GIVEN TASK: Arrange everything from the record containing "the green foliage." down through the end of the records as a two-column CSV with columns note and coordinates. Give one row per record, put its text in note and its answer in coordinates, quote each field, and replace any line breaks inside a field with spaces.

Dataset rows
========================================
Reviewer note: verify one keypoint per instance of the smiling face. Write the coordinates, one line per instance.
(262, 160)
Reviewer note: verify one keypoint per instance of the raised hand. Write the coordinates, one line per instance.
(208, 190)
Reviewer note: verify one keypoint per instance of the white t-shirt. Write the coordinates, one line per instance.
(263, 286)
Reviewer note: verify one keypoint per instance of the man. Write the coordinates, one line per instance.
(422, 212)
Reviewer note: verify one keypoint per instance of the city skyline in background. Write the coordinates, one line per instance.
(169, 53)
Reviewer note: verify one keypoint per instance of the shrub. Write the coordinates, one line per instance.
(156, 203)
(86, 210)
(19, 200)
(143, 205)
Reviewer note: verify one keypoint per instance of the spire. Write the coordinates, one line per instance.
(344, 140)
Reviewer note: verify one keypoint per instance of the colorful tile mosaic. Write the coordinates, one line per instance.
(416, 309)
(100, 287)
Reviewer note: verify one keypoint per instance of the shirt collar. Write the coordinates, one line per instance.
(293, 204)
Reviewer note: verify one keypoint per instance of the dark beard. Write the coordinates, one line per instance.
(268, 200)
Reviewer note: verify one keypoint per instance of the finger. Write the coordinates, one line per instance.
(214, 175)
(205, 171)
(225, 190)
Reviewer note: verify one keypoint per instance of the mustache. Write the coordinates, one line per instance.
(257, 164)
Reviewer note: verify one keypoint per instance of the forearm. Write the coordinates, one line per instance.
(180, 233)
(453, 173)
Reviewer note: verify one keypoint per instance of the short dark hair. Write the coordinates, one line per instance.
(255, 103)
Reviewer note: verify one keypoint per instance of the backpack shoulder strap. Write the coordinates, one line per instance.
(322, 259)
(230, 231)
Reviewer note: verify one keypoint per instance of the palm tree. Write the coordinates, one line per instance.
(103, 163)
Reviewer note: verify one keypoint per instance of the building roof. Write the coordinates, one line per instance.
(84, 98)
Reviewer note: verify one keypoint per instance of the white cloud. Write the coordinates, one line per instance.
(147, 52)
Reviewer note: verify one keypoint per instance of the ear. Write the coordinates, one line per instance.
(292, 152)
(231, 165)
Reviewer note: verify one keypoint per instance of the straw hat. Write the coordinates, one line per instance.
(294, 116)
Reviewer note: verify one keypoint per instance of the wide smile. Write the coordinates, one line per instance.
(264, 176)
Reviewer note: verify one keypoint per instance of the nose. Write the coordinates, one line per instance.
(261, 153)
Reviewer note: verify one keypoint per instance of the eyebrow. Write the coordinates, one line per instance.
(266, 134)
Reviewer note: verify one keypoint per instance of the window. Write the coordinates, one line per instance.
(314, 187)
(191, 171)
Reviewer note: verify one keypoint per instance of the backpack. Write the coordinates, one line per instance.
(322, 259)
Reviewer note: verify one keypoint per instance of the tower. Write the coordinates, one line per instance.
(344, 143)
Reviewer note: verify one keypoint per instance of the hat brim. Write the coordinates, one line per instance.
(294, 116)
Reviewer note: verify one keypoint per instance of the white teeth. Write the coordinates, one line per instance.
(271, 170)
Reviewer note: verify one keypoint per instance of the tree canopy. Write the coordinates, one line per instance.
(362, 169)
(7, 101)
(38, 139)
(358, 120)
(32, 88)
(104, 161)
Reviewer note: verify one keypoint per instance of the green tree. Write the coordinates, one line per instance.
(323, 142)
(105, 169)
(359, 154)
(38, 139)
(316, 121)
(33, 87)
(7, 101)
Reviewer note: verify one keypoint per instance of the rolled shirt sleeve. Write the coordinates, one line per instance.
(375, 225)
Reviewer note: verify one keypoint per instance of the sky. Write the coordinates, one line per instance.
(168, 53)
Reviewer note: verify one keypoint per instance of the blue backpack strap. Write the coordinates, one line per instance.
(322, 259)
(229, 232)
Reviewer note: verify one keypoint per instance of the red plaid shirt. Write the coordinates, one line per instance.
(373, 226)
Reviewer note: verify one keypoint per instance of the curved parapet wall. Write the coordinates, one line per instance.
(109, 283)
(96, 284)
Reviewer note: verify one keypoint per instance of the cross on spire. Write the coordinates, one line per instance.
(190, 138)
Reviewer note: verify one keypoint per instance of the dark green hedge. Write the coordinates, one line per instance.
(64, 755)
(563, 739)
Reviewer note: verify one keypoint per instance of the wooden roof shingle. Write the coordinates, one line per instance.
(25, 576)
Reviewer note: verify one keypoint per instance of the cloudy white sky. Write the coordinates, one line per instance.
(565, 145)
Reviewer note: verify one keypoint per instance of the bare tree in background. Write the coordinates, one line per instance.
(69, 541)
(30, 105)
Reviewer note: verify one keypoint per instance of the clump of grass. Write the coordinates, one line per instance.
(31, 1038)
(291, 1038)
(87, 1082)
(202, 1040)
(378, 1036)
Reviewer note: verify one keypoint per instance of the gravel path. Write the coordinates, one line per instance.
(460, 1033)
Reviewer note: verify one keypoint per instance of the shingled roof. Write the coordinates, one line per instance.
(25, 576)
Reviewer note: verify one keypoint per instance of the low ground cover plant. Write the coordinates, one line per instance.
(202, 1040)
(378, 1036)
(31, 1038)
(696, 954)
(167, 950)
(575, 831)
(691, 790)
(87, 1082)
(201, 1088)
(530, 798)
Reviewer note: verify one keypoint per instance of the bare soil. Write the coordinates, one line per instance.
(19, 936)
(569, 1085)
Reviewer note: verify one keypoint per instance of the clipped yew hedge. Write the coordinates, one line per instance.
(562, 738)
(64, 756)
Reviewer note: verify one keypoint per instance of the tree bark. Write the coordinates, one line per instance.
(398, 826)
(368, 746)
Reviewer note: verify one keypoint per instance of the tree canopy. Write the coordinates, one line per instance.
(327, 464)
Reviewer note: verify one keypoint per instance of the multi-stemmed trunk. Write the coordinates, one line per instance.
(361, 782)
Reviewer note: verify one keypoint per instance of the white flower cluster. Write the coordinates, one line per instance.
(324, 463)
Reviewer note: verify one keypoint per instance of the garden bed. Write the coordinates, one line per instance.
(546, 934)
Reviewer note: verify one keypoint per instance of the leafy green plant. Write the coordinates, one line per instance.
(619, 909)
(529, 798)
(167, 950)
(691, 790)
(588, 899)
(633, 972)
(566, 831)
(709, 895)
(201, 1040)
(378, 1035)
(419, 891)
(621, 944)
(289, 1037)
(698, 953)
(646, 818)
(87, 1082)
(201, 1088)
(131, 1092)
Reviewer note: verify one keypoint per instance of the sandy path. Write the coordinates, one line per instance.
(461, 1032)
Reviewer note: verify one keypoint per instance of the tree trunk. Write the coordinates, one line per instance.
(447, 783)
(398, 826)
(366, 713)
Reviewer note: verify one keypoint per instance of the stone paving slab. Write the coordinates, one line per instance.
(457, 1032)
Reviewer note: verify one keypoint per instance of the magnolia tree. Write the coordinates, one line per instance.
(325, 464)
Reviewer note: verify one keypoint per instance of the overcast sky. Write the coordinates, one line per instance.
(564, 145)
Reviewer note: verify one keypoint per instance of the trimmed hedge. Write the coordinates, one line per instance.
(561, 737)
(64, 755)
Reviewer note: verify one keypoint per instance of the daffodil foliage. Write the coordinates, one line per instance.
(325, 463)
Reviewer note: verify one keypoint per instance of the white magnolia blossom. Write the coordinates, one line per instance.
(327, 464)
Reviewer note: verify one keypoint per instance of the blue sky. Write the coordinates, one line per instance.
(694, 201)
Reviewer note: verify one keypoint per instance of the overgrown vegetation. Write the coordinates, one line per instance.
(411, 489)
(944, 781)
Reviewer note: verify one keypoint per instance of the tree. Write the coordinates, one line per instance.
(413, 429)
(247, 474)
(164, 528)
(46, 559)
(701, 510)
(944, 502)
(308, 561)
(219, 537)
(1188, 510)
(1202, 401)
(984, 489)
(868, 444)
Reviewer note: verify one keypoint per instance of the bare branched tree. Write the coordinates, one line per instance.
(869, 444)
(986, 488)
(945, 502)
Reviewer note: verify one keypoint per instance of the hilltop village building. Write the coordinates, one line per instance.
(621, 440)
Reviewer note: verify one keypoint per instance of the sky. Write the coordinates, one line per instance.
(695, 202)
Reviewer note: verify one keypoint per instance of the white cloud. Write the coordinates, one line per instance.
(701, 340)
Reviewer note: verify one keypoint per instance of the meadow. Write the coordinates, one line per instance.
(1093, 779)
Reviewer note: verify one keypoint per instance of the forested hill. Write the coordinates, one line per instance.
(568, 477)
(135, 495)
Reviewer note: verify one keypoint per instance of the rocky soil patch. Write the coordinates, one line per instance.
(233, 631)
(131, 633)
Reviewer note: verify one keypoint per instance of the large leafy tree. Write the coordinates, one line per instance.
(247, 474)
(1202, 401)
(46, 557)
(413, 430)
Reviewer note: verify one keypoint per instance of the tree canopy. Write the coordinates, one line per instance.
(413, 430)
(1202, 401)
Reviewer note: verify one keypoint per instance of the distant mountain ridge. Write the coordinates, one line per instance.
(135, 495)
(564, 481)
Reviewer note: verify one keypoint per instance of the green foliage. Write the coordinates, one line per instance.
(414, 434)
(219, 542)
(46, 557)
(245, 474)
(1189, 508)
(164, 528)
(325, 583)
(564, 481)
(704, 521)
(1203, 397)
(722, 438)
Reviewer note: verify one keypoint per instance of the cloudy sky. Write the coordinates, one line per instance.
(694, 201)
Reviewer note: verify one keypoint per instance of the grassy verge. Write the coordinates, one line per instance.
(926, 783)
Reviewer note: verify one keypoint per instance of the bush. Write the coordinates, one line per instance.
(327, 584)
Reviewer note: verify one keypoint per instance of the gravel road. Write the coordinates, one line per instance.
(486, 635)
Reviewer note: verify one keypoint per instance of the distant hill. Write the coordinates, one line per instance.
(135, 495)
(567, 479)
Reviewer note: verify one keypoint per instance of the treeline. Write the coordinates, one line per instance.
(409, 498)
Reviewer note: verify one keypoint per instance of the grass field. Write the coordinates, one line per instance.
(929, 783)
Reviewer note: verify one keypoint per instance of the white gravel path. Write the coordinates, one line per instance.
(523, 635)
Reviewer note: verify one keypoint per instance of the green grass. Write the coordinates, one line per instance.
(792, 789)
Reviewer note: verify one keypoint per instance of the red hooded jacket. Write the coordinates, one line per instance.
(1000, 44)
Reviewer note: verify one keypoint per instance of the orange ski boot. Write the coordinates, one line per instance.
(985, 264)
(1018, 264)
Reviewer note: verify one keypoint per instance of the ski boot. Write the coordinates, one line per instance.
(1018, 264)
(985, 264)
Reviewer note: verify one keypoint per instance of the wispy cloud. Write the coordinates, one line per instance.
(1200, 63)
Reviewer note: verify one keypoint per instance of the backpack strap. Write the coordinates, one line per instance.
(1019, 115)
========================================
TASK OUTPUT:
note,coordinates
"Reviewer note: verify one keypoint per instance of the green foliage. Write the coordinates, one line per instance.","(414, 434) (219, 542) (46, 557) (245, 474) (1189, 508) (164, 528) (325, 583) (564, 481) (704, 521) (1203, 397) (722, 438)"
"Reviewer note: verify one keypoint per instance of the cloudy sky. Write the coordinates, one line per instance.","(694, 201)"
"Reviewer note: verify one keypoint per instance of the grassy verge. Write the coordinates, one line per instance.","(926, 783)"
"Reviewer note: verify one keypoint per instance of the bush. Write the coordinates, one line per instance.","(327, 584)"
"Reviewer note: verify one keypoint per instance of the gravel road. Write the coordinates, one line per instance.","(486, 635)"
"Reviewer note: verify one keypoint per instance of the distant hill. Write the coordinates, one line per instance.","(135, 495) (567, 479)"
"Reviewer note: verify one keypoint per instance of the treeline. Write the coordinates, one line per instance.","(409, 498)"
"Reviewer note: verify one keypoint per instance of the grass field. Write the coordinates, one line per instance.","(929, 783)"
"Reviewer note: verify one keypoint per instance of the white gravel path. Write the coordinates, one line per instance.","(523, 635)"
"Reviewer note: verify one keypoint per instance of the green grass. Write the coordinates, one line per instance.","(792, 789)"
"Reviewer note: verify one keypoint per instance of the red hooded jacket. Write the coordinates, one line per instance.","(1000, 44)"
"Reviewer note: verify one keypoint per instance of the orange ski boot. Write the coordinates, one line per instance.","(985, 264) (1018, 264)"
"Reviewer note: verify one keypoint per instance of the ski boot. Write the coordinates, one line per instance.","(1018, 264) (985, 264)"
"Reviewer note: verify one keypoint per instance of the wispy cloud. Write the coordinates, one line per instance.","(1200, 63)"
"Reviewer note: verify one keypoint per instance of the backpack strap. Write the coordinates, one line per instance.","(1019, 115)"